____ AVAILABLE RECORDS

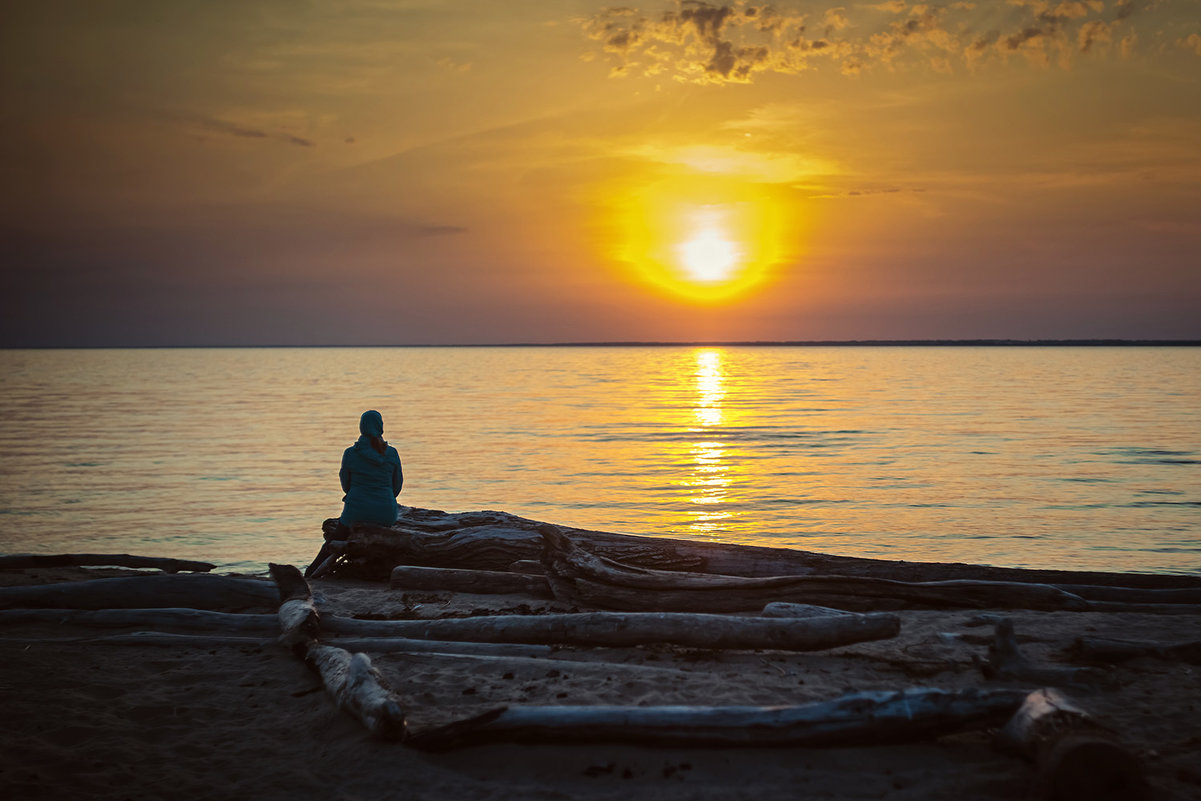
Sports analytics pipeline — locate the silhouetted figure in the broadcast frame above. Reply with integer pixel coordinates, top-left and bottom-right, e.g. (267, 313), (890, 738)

________
____ AVAILABLE RECORDS

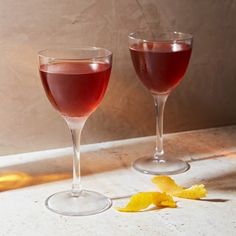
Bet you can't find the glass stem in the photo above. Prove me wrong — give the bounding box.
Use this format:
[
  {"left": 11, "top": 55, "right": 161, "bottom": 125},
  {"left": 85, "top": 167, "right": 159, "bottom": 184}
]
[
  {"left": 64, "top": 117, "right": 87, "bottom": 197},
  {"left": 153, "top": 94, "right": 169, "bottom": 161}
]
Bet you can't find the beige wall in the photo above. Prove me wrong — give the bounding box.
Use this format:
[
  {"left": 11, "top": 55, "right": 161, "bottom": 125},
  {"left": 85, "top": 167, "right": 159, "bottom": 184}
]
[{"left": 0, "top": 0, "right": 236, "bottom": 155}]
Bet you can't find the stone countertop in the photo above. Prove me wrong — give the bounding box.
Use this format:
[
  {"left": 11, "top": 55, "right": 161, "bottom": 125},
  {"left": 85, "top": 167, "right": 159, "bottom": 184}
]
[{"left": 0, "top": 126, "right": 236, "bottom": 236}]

________
____ AVAILABLE RECORDS

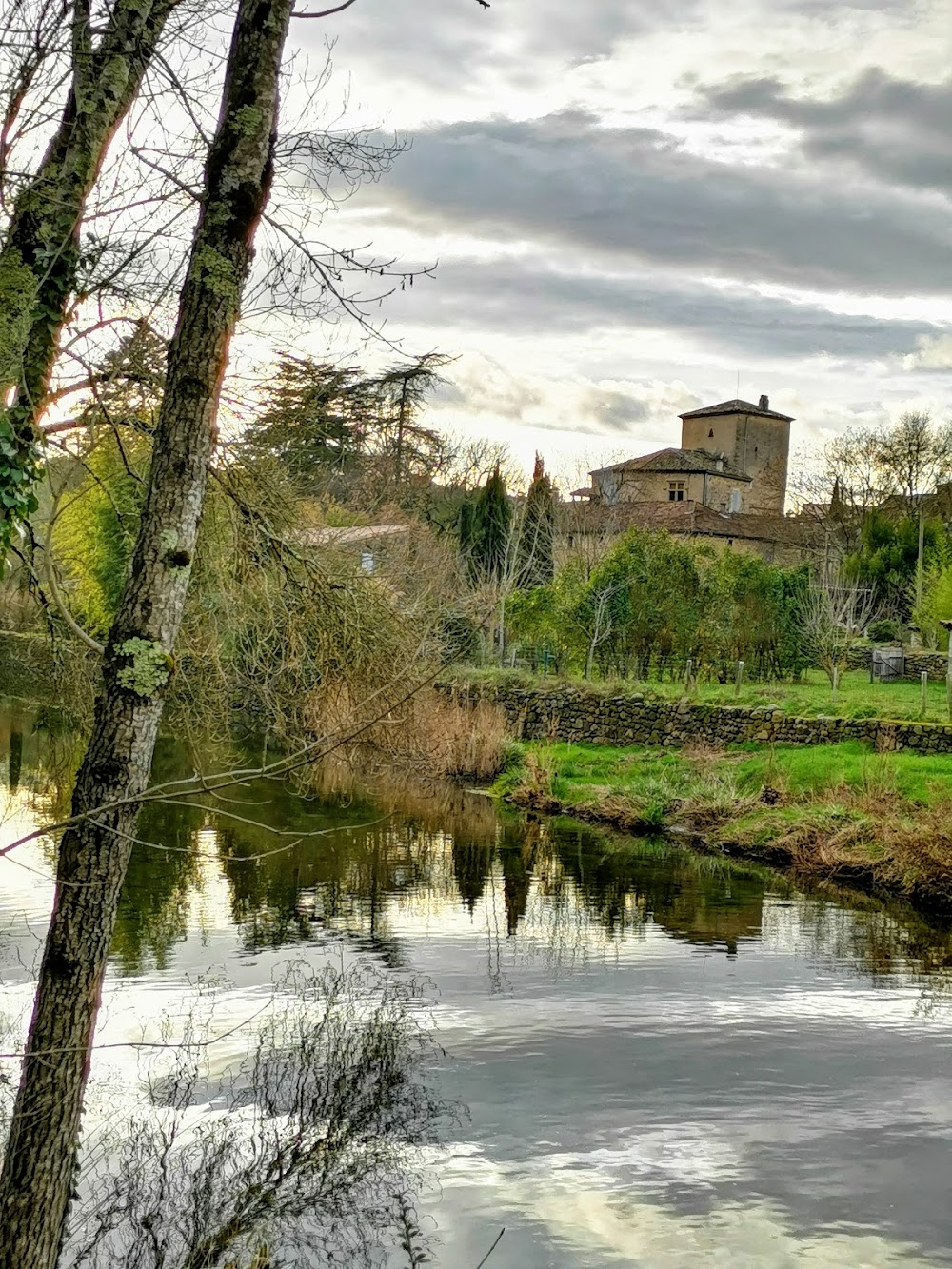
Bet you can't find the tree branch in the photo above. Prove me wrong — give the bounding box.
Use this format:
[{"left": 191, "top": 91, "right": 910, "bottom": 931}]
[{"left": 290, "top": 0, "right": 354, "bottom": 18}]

________

Please pick out every line in the records that contains the word "wrong", and copy each one in full. Case counts.

Bet you can't find the glass stem in the photo above. Prove me wrong — give the bounding box.
Bet you can't find the beige wall in the photo above. Prove me wrong — give the bounding box.
Bet you can't find the stone countertop in the photo above. Prove me wrong — give the bounding box.
Bet you can't find the tree branch in the photo above. Prove me wrong — give the bounding box.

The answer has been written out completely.